Top of SOURCE INFORMATION

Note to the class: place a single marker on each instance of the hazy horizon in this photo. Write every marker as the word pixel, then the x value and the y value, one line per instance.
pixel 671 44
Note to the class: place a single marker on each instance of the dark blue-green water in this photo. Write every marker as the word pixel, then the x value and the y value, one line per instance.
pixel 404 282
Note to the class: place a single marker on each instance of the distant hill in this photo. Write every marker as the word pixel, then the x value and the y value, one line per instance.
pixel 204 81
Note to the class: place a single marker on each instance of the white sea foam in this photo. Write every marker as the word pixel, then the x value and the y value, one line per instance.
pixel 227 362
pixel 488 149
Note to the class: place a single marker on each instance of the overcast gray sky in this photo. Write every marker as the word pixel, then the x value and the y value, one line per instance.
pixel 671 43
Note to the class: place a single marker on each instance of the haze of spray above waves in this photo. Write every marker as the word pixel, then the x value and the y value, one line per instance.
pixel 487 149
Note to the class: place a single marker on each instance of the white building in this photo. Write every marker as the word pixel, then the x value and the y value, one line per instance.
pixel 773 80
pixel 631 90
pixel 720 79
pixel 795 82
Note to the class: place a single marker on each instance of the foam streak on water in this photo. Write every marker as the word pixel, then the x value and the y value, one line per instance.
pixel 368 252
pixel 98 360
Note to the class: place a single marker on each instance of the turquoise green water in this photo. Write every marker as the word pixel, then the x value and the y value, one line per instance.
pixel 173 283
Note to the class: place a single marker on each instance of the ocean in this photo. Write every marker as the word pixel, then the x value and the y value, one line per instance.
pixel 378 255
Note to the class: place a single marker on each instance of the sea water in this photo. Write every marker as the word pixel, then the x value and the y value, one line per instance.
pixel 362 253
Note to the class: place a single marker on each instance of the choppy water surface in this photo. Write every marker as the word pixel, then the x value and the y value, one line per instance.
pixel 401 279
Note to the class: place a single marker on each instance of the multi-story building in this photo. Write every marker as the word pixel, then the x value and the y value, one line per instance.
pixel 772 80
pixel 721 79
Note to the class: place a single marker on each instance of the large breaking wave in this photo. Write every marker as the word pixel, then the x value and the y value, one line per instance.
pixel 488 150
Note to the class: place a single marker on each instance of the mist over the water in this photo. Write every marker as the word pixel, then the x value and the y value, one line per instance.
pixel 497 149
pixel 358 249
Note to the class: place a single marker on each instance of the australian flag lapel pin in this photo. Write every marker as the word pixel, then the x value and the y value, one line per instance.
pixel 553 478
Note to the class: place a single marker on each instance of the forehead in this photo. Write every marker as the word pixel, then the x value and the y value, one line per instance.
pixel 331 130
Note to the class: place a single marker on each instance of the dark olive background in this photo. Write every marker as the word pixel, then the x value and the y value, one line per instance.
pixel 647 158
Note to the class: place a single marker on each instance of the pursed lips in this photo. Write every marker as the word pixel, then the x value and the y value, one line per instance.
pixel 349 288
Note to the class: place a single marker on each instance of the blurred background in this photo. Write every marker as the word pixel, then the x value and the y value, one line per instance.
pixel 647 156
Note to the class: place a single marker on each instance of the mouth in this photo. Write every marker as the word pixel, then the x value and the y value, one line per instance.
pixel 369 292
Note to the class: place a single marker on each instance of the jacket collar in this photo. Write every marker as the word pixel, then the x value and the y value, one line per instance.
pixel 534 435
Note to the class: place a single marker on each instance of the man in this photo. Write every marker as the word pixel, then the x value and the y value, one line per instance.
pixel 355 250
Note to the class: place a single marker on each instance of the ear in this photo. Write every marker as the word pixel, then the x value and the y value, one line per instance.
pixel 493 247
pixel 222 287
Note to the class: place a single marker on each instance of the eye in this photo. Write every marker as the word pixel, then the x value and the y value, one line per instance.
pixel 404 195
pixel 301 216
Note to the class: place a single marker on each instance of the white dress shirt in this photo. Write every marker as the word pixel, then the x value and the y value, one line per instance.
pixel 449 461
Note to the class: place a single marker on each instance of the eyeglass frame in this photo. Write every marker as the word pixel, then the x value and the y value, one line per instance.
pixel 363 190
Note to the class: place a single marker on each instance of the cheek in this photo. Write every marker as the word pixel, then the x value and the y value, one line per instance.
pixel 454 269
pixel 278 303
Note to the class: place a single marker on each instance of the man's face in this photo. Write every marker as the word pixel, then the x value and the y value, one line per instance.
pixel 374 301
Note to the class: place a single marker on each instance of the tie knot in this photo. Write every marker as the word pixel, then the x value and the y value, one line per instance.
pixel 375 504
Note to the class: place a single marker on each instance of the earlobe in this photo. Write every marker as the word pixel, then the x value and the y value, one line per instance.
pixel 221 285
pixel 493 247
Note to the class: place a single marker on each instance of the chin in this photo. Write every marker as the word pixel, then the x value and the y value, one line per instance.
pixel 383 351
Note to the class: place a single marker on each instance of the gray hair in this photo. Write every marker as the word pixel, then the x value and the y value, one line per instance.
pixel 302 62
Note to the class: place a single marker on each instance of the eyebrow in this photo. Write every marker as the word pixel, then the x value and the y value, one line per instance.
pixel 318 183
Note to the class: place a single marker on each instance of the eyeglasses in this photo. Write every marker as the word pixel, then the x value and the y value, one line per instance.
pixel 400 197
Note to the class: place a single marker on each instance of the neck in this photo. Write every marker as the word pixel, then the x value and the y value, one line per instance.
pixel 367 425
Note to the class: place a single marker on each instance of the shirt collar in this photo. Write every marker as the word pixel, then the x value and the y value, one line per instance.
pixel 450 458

Bottom of SOURCE INFORMATION

Transcribe each entry exactly.

◆ **OUTPUT FOR THIS EXERCISE**
Note to the class: place a single marker on each instance of the hazy horizon in this photo. Write every marker as the word pixel, then the x value and the y value, one line per instance.
pixel 671 44
Note to the class: place a single marker on each instance of the dark blue-green water in this photo. Write every marker as the word pixel, then the x value and the y value, one line per instance.
pixel 404 282
Note to the class: place a single marker on each instance of the distant hill in this photo. Write every marker as the word pixel, then the x value and the y value, one line per instance.
pixel 204 81
Note to the class: place a single marker on each instance of the white sea foam in this photo. Write every marker as the word pixel, then the x value and the y value, one line per instance.
pixel 227 362
pixel 488 149
Note to the class: place a single marker on each instance of the overcast gray sky in this photo. Write every marker as the word pixel, then the x value and the y value, one line per instance.
pixel 671 43
Note to the class: place a single marker on each instance of the haze of spray above waves in this photo. Write every marker as the word pixel, then the x value and the y value, one line per instance.
pixel 487 149
Note to the class: place a single marker on each instance of the white building in this photo. Write every marker as the word pixel, then the x value and the y value, one line per instance.
pixel 773 80
pixel 631 90
pixel 720 79
pixel 795 82
Note to the class: place a single marker on each instance of the foam streak on water in this photo. Write every marker as the word pixel, then the x value and the y value, one line per instance.
pixel 368 252
pixel 98 360
Note to the class: place a single marker on each instance of the turquoise green water in this photo. Write every marker as the word pixel, then the x value and the y value, one line per instance.
pixel 173 283
Note to the class: place a single marker on each instance of the ocean in this photo. Write every marker as the word pixel, then the x value and the y value, one line per instance.
pixel 378 255
Note to the class: place a single marker on each instance of the sea water in this photo. Write every marker as the word pixel, then the x value and the y value, one line per instance.
pixel 362 253
Note to the class: place a single marker on each instance of the choppy water surface in this photo. Write every marker as the word pixel, then the x value and the y value, one line per instance.
pixel 401 279
Note to the class: place a single marker on each instance of the multi-story building in this photo. Write every marker as the word pixel, then the x value and the y value, one line per instance.
pixel 772 80
pixel 721 79
Note to the class: place a single marker on each instance of the large breaking wave in this photo. Write every marker as the word pixel, then the x value and the y value, one line per instance.
pixel 488 150
Note to the class: place a single marker on each instance of the mist over the water in this photo. Write every marker as the word pixel, then the x value and the y value, one line per instance.
pixel 497 149
pixel 358 249
Note to the class: place a single marker on each instance of the australian flag lapel pin in this photo. Write every marker as the word pixel, then the x value and the y value, one line per instance.
pixel 553 478
Note to the class: place a single marker on each instance of the forehead in this photo. Write every marker as the word pixel, then the x value and the y value, one line per instance.
pixel 331 130
Note to the class: place a single marker on each instance of the dark olive background in this photo. Write every marker as the word pixel, then the x value and the y value, one line per instance.
pixel 647 158
Note to the class: place a single marker on each instance of the pursed lips in this photo. Write every marker as the word pixel, then the x value and the y value, one line per instance.
pixel 349 288
Note to the class: place a single marker on each instance of the blurred background in this photo. Write every marker as the word pixel, then the x value and the y value, one line per instance.
pixel 647 156
Note to the class: place a single marker on each instance of the mouth in this photo. Write every marker as the word pixel, then the x value and the y value, one line per instance.
pixel 369 292
Note to the class: place a single marker on each instance of the jacket collar in this photo. Write every marker as the word pixel, then the x value and the y value, one line per instance.
pixel 534 435
Note to the class: place a single marker on each instance of the man in this photo. Write every marker as the word pixel, then the x value and the y value, one line per instance.
pixel 355 250
Note to the class: place a single marker on each instance of the ear in this photo. Write every marker as the word pixel, then the x value and the y value, one line per instance.
pixel 493 247
pixel 222 287
Note to the class: place a single marker on each instance of the eye in this photo. Write every marker as the word pixel, then the x value and the y value, one line per instance.
pixel 404 195
pixel 301 216
Note to the class: place a single marker on each instance of the white dress shirt in this photo. Write every marker as the word pixel, then the x value and the y value, one line per instance.
pixel 449 461
Note to the class: place a single marker on each instance of the eyeglass frame in this photo. Write every marker as the word pixel, then the x value and the y value, one line per instance.
pixel 363 190
Note to the class: place a single marker on each instance of the cheek in this photo. Write every marker as the word pixel, then the x value and the y value, one line per instance.
pixel 454 269
pixel 278 303
Note to the class: place a single marker on each instance of the man's face in this photo. Write every marker as the word pixel, then the x value and the y value, one line per instance.
pixel 374 301
Note to the class: place a single marker on each instance of the tie knot in this photo. Write every marker as the word pixel, then the x value and the y value, one line per instance.
pixel 375 504
Note to the class: place a single marker on each instance of the earlobe in this photo. Write every marker as the word pixel, then the x value and the y value, one line per instance.
pixel 221 285
pixel 493 247
Note to the class: place a single marker on each instance of the chin in this photo. Write every marker as the word pixel, then the x value and the y value, one line per instance.
pixel 383 351
Note to the class: place a single marker on each instance of the gray hair in this photo. Write every marker as the word pixel, then the x value and the y value, one line per instance.
pixel 302 62
Note to the class: place a single marker on each instance of the eyebrow in this photo. Write every marker as the word pixel, then the x value and the y value, one line per instance.
pixel 318 183
Note to the class: place a single marker on each instance of the eyeglasses in this photo. Write every marker as the word pixel, then the x value and the y value, one line per instance.
pixel 400 197
Note to the class: place a single marker on each instance of the neck in this photo. Write every marker as the word pixel, then the x value and the y value, one line per instance.
pixel 367 425
Note to the class: place a single marker on each instance of the shirt collar in this photo. Write every marker as the word pixel, then the x value and the y value, one line per instance.
pixel 450 458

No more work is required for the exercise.